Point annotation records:
###

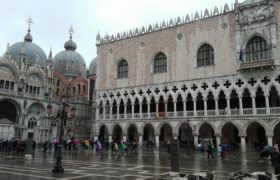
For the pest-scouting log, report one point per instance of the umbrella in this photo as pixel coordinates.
(77, 141)
(269, 148)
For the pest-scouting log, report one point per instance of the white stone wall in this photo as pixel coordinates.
(181, 53)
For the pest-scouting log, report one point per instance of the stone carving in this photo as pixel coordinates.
(255, 14)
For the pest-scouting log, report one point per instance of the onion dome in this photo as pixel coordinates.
(93, 66)
(28, 50)
(69, 62)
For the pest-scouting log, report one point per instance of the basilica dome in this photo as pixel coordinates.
(69, 62)
(93, 66)
(29, 50)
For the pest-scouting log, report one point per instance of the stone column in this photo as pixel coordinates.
(165, 108)
(118, 111)
(254, 104)
(243, 143)
(140, 139)
(175, 108)
(269, 140)
(267, 104)
(124, 138)
(218, 139)
(216, 107)
(195, 140)
(194, 107)
(104, 115)
(140, 110)
(240, 105)
(157, 142)
(132, 109)
(111, 111)
(125, 114)
(149, 106)
(157, 115)
(205, 106)
(228, 106)
(97, 113)
(185, 107)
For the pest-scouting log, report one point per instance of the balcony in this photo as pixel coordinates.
(256, 65)
(200, 113)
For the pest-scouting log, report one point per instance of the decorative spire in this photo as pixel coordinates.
(50, 61)
(29, 22)
(28, 36)
(71, 31)
(70, 45)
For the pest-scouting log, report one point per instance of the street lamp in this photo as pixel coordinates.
(63, 115)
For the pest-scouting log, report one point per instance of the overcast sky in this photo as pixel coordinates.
(53, 18)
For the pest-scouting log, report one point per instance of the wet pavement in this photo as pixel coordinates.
(88, 165)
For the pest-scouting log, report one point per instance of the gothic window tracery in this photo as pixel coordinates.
(257, 49)
(205, 55)
(122, 70)
(160, 63)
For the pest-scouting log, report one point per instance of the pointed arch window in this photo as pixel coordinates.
(205, 55)
(122, 69)
(257, 49)
(160, 63)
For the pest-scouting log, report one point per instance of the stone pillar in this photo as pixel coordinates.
(104, 117)
(140, 143)
(125, 114)
(157, 115)
(132, 109)
(111, 111)
(118, 111)
(195, 140)
(243, 143)
(185, 107)
(157, 142)
(205, 106)
(124, 138)
(267, 104)
(269, 140)
(218, 140)
(95, 137)
(140, 109)
(175, 108)
(216, 107)
(240, 105)
(254, 104)
(149, 111)
(165, 108)
(97, 113)
(194, 107)
(228, 105)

###

● **Brief**
Extract every line of the data above verbatim, leaving out the pictures.

● **Solution to the exercise**
For the pest-scouting log, report one point per instance of the umbrella in this photo as pixel coordinates.
(77, 141)
(269, 148)
For the pest-scouting log, report one point per instance of the white stone wall in this photo as pixel coordinates.
(181, 53)
For the pest-scouting log, report one point per instance of the stone carving in this photo as pixel coordinates.
(255, 14)
For the pest-scouting log, report one point per instance of the onion dome in this photo as pixel coordinates.
(93, 66)
(28, 50)
(69, 62)
For the pest-scouting log, report one point per instance of the basilica dome in this photo as pixel coordinates.
(69, 62)
(93, 66)
(29, 50)
For the pest-scouting log, report one point per instance of the stone column in this photo as pixel coordinates.
(165, 108)
(118, 111)
(254, 104)
(243, 143)
(140, 139)
(175, 108)
(269, 140)
(267, 104)
(124, 138)
(218, 139)
(216, 107)
(195, 140)
(194, 107)
(104, 115)
(140, 110)
(240, 105)
(157, 142)
(132, 109)
(111, 111)
(125, 114)
(149, 106)
(157, 115)
(205, 106)
(228, 106)
(97, 113)
(185, 107)
For the pest-scouting log, report one point per instance of the balcony in this photo as pixel coordinates.
(256, 65)
(200, 113)
For the pest-scouting log, report one point per instance of the decorative spire in this photo as pixel coordinates.
(50, 61)
(29, 22)
(28, 36)
(71, 31)
(70, 45)
For the pest-scouting log, report one point per instance of the street lamp in this photo as pixel coordinates.
(63, 115)
For the pest-scouting log, report one point per instance of the overcast sky in this photo as pixel coordinates.
(53, 18)
For the pest-scouting log, report one point per instance of the wet pavement in this photo as pixel coordinates.
(88, 165)
For the pest-scouting log, report one point per instance of the gothic window tracery in this photo as pixel coordinates.
(257, 49)
(205, 55)
(122, 70)
(160, 63)
For the pest-scouting log, report one point per instance of the pointed arch window in this photo as pixel coordinates.
(205, 55)
(122, 69)
(257, 49)
(160, 63)
For the pest-scouting log, report one point per instance of the stone pillar in this photo as pixel coordinates.
(104, 117)
(140, 143)
(125, 114)
(157, 115)
(132, 109)
(111, 111)
(118, 111)
(195, 140)
(243, 143)
(185, 107)
(157, 142)
(205, 106)
(124, 138)
(267, 104)
(269, 140)
(218, 140)
(95, 137)
(140, 109)
(175, 108)
(216, 107)
(240, 105)
(254, 104)
(149, 111)
(165, 108)
(97, 113)
(194, 107)
(228, 105)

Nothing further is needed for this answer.